Exercise >> Copy the listing below word for word, leaving out the pictures.

Listed entries >>
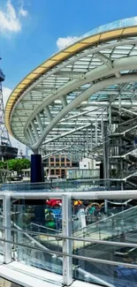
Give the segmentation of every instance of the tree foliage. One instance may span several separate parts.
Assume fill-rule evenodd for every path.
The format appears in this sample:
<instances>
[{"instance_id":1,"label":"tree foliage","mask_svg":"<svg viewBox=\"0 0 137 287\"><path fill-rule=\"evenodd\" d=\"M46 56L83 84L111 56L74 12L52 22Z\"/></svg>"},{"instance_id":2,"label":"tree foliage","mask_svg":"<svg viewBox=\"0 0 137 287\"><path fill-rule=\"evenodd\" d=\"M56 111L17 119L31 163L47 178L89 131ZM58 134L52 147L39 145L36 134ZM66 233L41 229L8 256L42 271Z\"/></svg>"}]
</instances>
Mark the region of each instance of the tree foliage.
<instances>
[{"instance_id":1,"label":"tree foliage","mask_svg":"<svg viewBox=\"0 0 137 287\"><path fill-rule=\"evenodd\" d=\"M21 173L22 170L29 169L29 167L30 161L27 158L17 158L6 162L0 161L0 169L17 171L18 174Z\"/></svg>"}]
</instances>

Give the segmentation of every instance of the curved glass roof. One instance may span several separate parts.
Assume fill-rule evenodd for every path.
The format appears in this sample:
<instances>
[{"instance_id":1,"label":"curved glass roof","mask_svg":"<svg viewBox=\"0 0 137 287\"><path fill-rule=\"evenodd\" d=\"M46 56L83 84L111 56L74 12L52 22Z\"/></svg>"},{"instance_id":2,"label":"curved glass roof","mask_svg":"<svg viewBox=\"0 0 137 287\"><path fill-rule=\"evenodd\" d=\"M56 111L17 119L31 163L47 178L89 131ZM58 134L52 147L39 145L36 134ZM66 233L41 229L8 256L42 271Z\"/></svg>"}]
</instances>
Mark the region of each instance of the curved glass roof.
<instances>
[{"instance_id":1,"label":"curved glass roof","mask_svg":"<svg viewBox=\"0 0 137 287\"><path fill-rule=\"evenodd\" d=\"M53 55L11 93L5 109L9 132L34 150L102 145L109 110L135 111L136 44L137 17L91 30Z\"/></svg>"}]
</instances>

Complete answer >>
Give the segmentation of every instance of the tree foliage. One instance may span several separate parts.
Assume fill-rule evenodd for every path.
The format appears in this sample:
<instances>
[{"instance_id":1,"label":"tree foliage","mask_svg":"<svg viewBox=\"0 0 137 287\"><path fill-rule=\"evenodd\" d=\"M46 56L83 84L111 56L74 12L52 22Z\"/></svg>"},{"instance_id":2,"label":"tree foliage","mask_svg":"<svg viewBox=\"0 0 137 287\"><path fill-rule=\"evenodd\" d=\"M56 111L17 119L31 163L47 178L89 131ZM58 134L52 147L39 145L36 134ZM66 233L41 229L8 256L42 271Z\"/></svg>"}]
</instances>
Mark the region of each instance of the tree foliage.
<instances>
[{"instance_id":1,"label":"tree foliage","mask_svg":"<svg viewBox=\"0 0 137 287\"><path fill-rule=\"evenodd\" d=\"M21 173L22 170L29 169L29 167L30 161L27 158L17 158L6 162L0 161L0 169L17 171L18 174Z\"/></svg>"}]
</instances>

Give the segmentation of every instance of the curved glass roof. One instance may span several separate parts.
Assume fill-rule evenodd for every path.
The format appears in this sample:
<instances>
[{"instance_id":1,"label":"curved glass roof","mask_svg":"<svg viewBox=\"0 0 137 287\"><path fill-rule=\"evenodd\" d=\"M46 56L83 84L111 56L74 12L52 22Z\"/></svg>"},{"instance_id":2,"label":"curved glass roof","mask_svg":"<svg viewBox=\"0 0 137 287\"><path fill-rule=\"evenodd\" d=\"M56 111L17 119L31 163L47 178L89 131ZM58 134L52 147L39 145L36 134ZM66 233L41 229L8 256L42 271Z\"/></svg>"}]
</instances>
Mark the region of each instance of the curved glass roof.
<instances>
[{"instance_id":1,"label":"curved glass roof","mask_svg":"<svg viewBox=\"0 0 137 287\"><path fill-rule=\"evenodd\" d=\"M53 55L11 93L5 109L9 132L34 150L102 145L109 110L135 111L136 44L137 17L91 30Z\"/></svg>"}]
</instances>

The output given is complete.